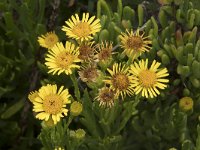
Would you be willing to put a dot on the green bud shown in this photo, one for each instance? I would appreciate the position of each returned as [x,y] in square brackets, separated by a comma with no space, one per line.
[183,70]
[168,9]
[140,15]
[179,38]
[155,26]
[128,13]
[165,33]
[162,18]
[176,82]
[196,49]
[148,26]
[192,37]
[190,24]
[155,44]
[161,52]
[186,104]
[190,59]
[165,59]
[178,2]
[195,82]
[196,69]
[186,92]
[126,24]
[186,36]
[104,35]
[103,21]
[197,17]
[80,134]
[76,108]
[190,48]
[168,49]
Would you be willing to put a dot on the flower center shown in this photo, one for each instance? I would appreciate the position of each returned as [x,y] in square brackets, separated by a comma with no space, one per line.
[82,29]
[147,78]
[85,52]
[106,95]
[134,42]
[52,104]
[51,40]
[104,54]
[64,60]
[90,74]
[120,81]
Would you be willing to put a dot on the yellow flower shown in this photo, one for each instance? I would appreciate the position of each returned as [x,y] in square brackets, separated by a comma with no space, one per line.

> [What the task asks]
The data above must be given again in full and unaltered, minus its images.

> [Reply to the exercise]
Would you be willing to put a dot on the green bud shown in this photo, one for each instance? I would appreciate the position of each returned as [x,y] in square brackets, separated by a comma with no space, one per line.
[183,70]
[168,9]
[140,15]
[179,38]
[155,26]
[128,13]
[165,33]
[162,18]
[176,82]
[196,49]
[148,26]
[192,37]
[190,24]
[155,44]
[161,52]
[186,104]
[190,59]
[165,59]
[178,2]
[195,82]
[196,69]
[186,92]
[126,24]
[186,36]
[104,35]
[103,21]
[197,17]
[80,134]
[76,108]
[190,48]
[168,49]
Would you be willing to put a dot on the flower center shown in this photo, one for each instance? I would appreciate the position of each returned as [x,y] in square brackets, separated by a comma with no space, one per line.
[82,29]
[147,78]
[85,52]
[106,95]
[134,42]
[52,104]
[51,40]
[104,54]
[64,60]
[90,74]
[120,81]
Would you be willing to put a dot on the yellow flower shown in this photo, one for each instance? I would appreciate the position of each returned as [x,y] in square brackets, separated by a comma with no space, one per line.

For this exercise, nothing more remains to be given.